(Passage)
Most communication between neurons occurs at a specialized structure called a synapse. A synapse is an area where two neurons come close enough to one another that they are able to pass chemical signals from one cell to another. The neurons are not actually connected, but are separated by a microscopically small space called the synaptic cleft. The cleft is less than 40 nanometers wide; by comparison a human hair is about 75,000 nanometers.

The neuron where the signal is initiated is called the presynaptic neuron, while the neuron that receives the signal is called the postsynaptic neuron. In the presynaptic neuron, there are chemical signals called neurotransmitters that are packaged into small sacs called vesicles. Each vesicle can contain thousands of neurotransmitter molecules. When the presynaptic neuron is excited by an electrical signal called an action potential it causes these vesicles to fuse with the presynaptic membrane and release their contents into the synaptic cleft.

Once they are in the synaptic cleft, neurotransmitters interact with receptors on the postsynaptic membrane. They bind to these receptors and can cause an action to occur in the postsynaptic cell as a result. This action may involve increasing the likelihood that the postsynaptic cell will become activated and itself fire an action potential, or decreasing it (inhibition).

Eventually, the neurotransmitter molecules must be cleared from the synaptic cleft. Some of them will simply drift away in a process called diffusion. In some cases, the neurotransmitter is taken back up into the presynaptic neuron in a process called reuptake. Once back inside the presynaptic neuron, the neurotransmitter can be recycled and reused. In other cases, enzymes break down the neurotransmitter within the synapse. Then the component parts can be sent back into the presynaptic neuron to make more neurotransmitter.

(Your objective)
Answer these from the passage on synapses, numbering each answer to match its question:
1. How wide is the synaptic cleft?
2. What are the small sacs that hold neurotransmitters called?
3. What is the process called in which a neurotransmitter is taken back into the presynaptic neuron?

(Raw data)

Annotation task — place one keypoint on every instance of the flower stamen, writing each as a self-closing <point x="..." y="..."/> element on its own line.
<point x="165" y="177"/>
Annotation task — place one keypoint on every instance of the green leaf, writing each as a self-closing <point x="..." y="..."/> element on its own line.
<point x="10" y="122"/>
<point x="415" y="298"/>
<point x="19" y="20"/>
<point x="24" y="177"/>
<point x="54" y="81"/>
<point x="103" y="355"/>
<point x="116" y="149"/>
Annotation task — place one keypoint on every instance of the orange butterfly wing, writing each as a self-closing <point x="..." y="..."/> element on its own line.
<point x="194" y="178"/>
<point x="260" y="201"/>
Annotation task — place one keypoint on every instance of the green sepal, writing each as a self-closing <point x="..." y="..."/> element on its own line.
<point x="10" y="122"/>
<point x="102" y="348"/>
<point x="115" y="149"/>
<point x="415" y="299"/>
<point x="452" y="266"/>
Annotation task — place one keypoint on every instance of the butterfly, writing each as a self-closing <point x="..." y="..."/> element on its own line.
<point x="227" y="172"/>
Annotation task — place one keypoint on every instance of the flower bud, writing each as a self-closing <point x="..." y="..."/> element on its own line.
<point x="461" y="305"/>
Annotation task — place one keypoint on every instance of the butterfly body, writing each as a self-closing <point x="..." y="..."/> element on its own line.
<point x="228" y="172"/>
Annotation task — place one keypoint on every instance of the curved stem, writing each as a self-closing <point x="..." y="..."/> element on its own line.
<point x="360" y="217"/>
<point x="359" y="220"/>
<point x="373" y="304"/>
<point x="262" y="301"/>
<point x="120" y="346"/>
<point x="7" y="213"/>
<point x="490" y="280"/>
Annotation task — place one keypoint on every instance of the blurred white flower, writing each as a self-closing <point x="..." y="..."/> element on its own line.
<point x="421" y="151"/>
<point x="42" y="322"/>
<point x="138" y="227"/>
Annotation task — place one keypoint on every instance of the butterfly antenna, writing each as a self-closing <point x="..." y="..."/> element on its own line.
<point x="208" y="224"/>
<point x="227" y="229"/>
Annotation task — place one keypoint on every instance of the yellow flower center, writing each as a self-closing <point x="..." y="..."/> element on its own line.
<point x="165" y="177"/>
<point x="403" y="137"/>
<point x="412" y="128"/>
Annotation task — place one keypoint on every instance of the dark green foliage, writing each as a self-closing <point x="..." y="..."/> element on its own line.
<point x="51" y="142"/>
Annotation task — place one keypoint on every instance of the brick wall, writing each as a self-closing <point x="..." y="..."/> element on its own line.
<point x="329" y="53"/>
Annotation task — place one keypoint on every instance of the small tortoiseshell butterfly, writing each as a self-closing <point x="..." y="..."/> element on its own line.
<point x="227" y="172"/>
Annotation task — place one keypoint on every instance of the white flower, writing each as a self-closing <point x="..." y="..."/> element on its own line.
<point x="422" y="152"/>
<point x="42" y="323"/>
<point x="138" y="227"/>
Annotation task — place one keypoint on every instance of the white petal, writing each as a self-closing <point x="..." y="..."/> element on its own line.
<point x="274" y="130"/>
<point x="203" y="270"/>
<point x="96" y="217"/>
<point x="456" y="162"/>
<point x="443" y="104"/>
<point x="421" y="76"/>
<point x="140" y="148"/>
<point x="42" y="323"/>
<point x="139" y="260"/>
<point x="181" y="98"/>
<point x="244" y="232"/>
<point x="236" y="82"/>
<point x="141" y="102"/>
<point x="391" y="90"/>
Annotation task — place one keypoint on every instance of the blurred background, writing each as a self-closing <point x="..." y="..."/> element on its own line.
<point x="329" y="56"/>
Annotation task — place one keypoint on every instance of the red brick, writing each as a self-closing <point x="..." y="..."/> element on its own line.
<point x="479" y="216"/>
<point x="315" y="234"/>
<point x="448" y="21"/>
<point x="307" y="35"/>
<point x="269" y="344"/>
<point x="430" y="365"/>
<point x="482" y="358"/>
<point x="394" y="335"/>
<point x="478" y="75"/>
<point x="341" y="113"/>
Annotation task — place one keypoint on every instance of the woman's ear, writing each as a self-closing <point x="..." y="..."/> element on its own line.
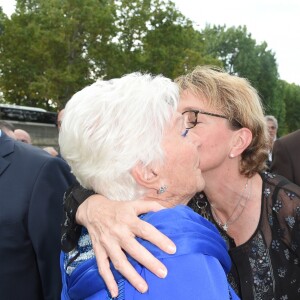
<point x="145" y="176"/>
<point x="241" y="141"/>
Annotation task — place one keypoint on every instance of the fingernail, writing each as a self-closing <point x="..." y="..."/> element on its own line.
<point x="113" y="293"/>
<point x="142" y="288"/>
<point x="171" y="249"/>
<point x="162" y="273"/>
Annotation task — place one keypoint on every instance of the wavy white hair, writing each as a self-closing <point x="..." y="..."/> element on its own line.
<point x="110" y="126"/>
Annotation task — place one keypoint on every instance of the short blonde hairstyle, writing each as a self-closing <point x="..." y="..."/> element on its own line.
<point x="239" y="102"/>
<point x="110" y="126"/>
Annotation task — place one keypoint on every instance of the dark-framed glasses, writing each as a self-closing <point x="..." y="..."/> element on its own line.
<point x="191" y="117"/>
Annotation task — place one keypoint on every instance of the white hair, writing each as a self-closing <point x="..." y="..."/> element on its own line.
<point x="110" y="126"/>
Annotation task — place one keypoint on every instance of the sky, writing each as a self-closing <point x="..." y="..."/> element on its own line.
<point x="276" y="22"/>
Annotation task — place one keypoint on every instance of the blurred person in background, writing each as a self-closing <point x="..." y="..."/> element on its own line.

(Problem solution)
1. Less than 40 nanometers
2. Vesicles
3. Reuptake